GIVEN TEXT –
Eccl. c. 9. v. 13-16. On comparing this with one of Cato's precepts, it will be perceived that the latter observes the plan adopted by Solomon, viz. of bestowing his advice as derived from experience, but without communicating more than the result. The words of

Cato are,

“Corporis exigui vires contemnere noli:

Consilio pollet cui vim natura negavit.” We now return to the statement made in the outset, that the work under consideration is a philosophic didactic poem, composed while the investigations on which it is founded were

going on, and executed in such a manner that the opinions of its author are conveyed in the replies to the questions advanced by himself; and this, we think, we have satisfactorily shown to be the case.

Hence there will appear nothing surprising in the fact, that the poet frequently passes quickly from one object to another, and, after dwelling on it awhile, returns to take up again the thread of his investigation at the point where he had quitted it ; that at one time we see him proving and instructing, at another complaining and consoling; and that in so doing his style becomes as varied as his topics: for this very diversity is in strict compliance with the rules laid down for the species of composition under which we have ventured to class his production. And this naturally conducts us to the result which so many have endeavored to reach in vain, viz. that although the poet frequently appears to turn aside from the paths in which he had set out, there is constantly observable an internal bond of connection, a gentle gradation from one division of his subject to another, and even from one scene to another; at the end of which he seeks to condense in one principal assertion the sum of all his experience. How this interconnection of its different parts, as well as the gradual progression of the inquiry through each successive stage, is discoverable in the work before us, will be discussed at length in the sequel.

DATASET CONTENT –
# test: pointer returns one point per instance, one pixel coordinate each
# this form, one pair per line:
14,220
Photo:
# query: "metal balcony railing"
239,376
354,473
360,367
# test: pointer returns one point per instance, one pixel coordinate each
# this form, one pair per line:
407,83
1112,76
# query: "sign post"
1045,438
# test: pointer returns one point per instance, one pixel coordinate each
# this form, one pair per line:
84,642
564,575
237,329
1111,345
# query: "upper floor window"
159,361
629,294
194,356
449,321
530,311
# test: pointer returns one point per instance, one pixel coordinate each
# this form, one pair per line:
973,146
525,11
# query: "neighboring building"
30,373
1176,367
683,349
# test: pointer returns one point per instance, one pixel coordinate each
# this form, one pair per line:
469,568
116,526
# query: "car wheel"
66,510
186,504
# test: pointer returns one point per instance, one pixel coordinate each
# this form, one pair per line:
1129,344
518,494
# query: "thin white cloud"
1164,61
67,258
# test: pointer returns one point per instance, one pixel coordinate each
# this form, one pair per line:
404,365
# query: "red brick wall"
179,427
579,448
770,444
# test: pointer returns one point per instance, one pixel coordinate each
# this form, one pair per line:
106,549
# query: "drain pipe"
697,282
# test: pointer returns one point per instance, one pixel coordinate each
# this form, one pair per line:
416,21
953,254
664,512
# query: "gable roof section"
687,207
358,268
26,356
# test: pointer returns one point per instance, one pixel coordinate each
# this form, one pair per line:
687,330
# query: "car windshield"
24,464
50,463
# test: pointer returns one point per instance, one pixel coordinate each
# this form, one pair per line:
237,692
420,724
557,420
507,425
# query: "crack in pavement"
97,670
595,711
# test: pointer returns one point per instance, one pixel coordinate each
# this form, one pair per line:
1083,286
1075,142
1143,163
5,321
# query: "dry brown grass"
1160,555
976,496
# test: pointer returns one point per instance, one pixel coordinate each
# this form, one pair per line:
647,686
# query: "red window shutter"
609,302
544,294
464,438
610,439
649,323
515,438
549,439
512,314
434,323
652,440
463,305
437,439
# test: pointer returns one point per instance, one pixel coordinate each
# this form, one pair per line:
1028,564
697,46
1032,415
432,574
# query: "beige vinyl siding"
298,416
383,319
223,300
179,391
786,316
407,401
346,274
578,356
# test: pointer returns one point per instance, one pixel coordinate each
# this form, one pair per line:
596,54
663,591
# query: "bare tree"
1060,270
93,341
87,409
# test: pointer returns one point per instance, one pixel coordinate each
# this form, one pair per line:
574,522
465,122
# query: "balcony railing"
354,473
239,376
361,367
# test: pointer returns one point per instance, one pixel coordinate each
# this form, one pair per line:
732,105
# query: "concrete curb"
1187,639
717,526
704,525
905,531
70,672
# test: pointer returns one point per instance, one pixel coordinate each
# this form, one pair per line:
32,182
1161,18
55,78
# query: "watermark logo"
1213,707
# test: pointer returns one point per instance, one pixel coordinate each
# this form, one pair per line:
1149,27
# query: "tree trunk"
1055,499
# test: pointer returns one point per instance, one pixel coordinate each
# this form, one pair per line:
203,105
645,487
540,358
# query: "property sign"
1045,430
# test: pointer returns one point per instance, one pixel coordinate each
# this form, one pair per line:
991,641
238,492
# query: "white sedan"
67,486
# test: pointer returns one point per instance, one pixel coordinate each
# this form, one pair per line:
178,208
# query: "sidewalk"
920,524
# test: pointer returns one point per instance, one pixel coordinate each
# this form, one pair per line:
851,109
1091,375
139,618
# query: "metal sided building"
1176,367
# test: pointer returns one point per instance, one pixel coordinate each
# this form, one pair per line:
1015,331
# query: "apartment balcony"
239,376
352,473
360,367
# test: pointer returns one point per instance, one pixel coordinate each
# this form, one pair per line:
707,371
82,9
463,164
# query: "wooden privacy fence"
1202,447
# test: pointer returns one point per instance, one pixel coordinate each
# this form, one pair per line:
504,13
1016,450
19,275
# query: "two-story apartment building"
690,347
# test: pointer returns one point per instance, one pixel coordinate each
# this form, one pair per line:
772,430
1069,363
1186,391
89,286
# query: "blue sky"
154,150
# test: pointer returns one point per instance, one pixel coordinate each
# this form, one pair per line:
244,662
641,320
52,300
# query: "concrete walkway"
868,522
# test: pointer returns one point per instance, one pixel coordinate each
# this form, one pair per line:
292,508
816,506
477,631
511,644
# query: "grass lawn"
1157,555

WHAT YOU HAVE TO DO – Please copy the Ecclesiastes passage word for word, starting at "Consilio pollet cui" and ending at "be the case.". Rely on the Ecclesiastes passage alone.

WRITTEN RESPONSE –
Consilio pollet cui vim natura negavit.” We now return to the statement made in the outset, that the work under consideration is a philosophic didactic poem, composed while the investigations on which it is founded were

going on, and executed in such a manner that the opinions of its author are conveyed in the replies to the questions advanced by himself; and this, we think, we have satisfactorily shown to be the case.